Copy out, character for character, the lines of the entries below from the line with "Every instance of the grassy hill gets" to the line with "359 530 L 359", including both of those lines.

——————

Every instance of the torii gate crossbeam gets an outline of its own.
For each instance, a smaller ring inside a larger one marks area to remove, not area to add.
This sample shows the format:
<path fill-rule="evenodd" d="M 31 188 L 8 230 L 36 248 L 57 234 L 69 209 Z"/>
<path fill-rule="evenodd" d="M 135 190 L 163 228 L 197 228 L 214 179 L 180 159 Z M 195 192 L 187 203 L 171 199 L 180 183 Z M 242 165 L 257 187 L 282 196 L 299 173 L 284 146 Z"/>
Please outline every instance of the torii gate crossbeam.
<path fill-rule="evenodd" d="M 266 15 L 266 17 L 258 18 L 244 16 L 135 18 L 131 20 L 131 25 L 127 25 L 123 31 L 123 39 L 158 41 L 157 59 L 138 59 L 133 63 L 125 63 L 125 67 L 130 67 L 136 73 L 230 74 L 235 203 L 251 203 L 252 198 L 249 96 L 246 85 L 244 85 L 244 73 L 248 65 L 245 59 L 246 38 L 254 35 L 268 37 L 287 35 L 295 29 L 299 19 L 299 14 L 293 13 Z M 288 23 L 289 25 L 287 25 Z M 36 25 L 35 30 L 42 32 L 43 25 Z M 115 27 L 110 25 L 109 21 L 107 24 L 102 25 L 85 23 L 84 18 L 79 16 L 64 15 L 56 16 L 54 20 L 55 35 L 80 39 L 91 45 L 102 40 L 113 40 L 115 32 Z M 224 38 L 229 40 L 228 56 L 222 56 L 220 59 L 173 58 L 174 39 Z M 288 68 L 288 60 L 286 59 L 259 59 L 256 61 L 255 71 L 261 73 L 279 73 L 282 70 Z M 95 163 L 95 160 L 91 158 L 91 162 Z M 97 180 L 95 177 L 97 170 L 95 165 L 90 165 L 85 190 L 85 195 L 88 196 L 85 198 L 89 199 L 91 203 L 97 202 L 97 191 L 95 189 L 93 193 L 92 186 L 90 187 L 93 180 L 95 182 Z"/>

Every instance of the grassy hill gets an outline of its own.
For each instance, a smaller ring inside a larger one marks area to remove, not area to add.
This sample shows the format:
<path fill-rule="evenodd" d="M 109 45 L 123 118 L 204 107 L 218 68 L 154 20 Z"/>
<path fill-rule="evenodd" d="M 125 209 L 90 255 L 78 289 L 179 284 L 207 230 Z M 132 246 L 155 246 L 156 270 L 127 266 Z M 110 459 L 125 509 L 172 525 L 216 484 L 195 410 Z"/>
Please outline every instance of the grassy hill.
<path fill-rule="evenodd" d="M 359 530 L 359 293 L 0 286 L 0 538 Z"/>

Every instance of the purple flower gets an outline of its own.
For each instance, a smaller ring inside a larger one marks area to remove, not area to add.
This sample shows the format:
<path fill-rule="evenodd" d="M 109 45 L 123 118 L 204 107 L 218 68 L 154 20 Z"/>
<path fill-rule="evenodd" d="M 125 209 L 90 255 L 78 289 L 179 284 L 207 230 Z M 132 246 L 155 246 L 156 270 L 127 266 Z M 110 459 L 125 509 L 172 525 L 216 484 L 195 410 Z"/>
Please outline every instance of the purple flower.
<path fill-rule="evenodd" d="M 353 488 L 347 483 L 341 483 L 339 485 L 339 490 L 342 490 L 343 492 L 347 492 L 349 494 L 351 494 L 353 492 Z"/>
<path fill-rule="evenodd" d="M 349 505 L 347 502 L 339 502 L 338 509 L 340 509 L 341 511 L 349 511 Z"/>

——————

Task solution:
Every instance of the grassy hill gets an outline of its own.
For each instance, a smaller ring inside a larger one marks area to remove, not area to add.
This sample shows the format:
<path fill-rule="evenodd" d="M 109 45 L 123 118 L 204 107 L 218 68 L 154 20 Z"/>
<path fill-rule="evenodd" d="M 125 209 L 90 255 L 78 289 L 179 284 L 207 230 Z M 132 246 L 155 246 L 156 270 L 127 266 Z M 110 459 L 125 509 L 172 525 L 216 484 L 195 410 Z"/>
Please outline every instance of the grassy hill.
<path fill-rule="evenodd" d="M 359 530 L 359 293 L 0 286 L 0 538 Z"/>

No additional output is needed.